**Task to complete**
Copy all of the records below, swapping "pin every instance" for "mark each instance" and leaving everything else as it is.

┏━━

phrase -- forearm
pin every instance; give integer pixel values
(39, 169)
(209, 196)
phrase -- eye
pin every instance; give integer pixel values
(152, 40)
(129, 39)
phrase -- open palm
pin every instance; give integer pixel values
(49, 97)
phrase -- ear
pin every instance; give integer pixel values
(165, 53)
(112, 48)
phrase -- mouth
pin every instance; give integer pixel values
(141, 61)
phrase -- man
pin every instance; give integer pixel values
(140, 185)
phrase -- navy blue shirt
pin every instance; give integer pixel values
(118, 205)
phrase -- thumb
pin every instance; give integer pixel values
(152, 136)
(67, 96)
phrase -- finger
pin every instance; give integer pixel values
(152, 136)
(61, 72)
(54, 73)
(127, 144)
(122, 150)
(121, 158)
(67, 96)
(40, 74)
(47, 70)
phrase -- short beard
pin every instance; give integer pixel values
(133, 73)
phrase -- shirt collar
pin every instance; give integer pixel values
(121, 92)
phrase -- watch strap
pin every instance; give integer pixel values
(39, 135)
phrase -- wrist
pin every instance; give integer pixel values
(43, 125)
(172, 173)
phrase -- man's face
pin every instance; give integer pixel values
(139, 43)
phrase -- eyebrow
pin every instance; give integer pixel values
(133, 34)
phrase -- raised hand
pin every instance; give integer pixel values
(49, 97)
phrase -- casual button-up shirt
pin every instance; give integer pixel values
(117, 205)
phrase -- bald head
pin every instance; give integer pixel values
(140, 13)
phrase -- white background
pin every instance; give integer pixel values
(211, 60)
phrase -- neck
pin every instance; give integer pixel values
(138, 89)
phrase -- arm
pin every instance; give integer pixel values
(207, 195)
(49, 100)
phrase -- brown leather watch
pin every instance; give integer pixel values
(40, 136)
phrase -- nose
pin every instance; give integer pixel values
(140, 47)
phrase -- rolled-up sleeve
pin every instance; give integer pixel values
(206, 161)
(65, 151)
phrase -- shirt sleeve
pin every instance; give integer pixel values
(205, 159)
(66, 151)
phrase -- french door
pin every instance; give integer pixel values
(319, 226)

┗━━

**Expected answer**
phrase -- forearm
mark each instance; give integer pixel values
(39, 169)
(209, 196)
phrase -- eye
mark each instance; give integer pixel values
(152, 40)
(129, 39)
phrase -- open palm
mark each instance; give integer pixel values
(49, 97)
phrase -- ear
mark each instance; give integer pixel values
(165, 53)
(112, 48)
phrase -- mouth
mark each instance; give integer pixel values
(141, 61)
phrase -- man
mark each instance; give integer pixel values
(140, 185)
phrase -- navy blue shirt
mark each instance; give integer pixel values
(118, 205)
phrase -- thumb
mark each instance; give integer pixel values
(152, 136)
(67, 96)
phrase -- finger
mark each instance; give integer pixel values
(152, 136)
(61, 72)
(54, 73)
(127, 144)
(122, 150)
(121, 158)
(67, 96)
(40, 74)
(47, 70)
phrase -- short beard
mark each instance; give integer pixel values
(133, 73)
phrase -- shirt collar
mark each instance; give integer pixel values
(121, 92)
phrase -- watch strap
mark each instance; give integer pixel values
(39, 135)
phrase -- wrist
mark each instance; give integer pixel values
(43, 125)
(172, 173)
phrase -- man's face
mark each instance; give integer pixel values
(139, 43)
phrase -- eyebrow
mark each instance; give integer pixel values
(133, 34)
phrase -- raised hand
mark each instance; give integer pixel values
(49, 97)
phrase -- casual button-up shirt
mark each instance; give integer pixel values
(117, 205)
phrase -- bald head
mark each instance; give integer pixel values
(140, 13)
phrase -- white background
mark each instance; give integer pixel values
(211, 60)
phrase -- neck
mark each instance; give integer pixel values
(138, 89)
phrase -- arm
mark each instance; give integer pixel values
(207, 195)
(49, 100)
phrase -- brown leather watch
mark each instance; give integer pixel values
(40, 136)
phrase -- nose
mark each instance; give integer pixel values
(140, 47)
phrase -- rolled-up sleeve
mark each instance; give integer pixel values
(206, 161)
(65, 151)
phrase -- shirt sleeve
mark each instance; give integer pixel values
(205, 159)
(66, 151)
phrase -- french door
mark each instance; give integer pixel values
(319, 226)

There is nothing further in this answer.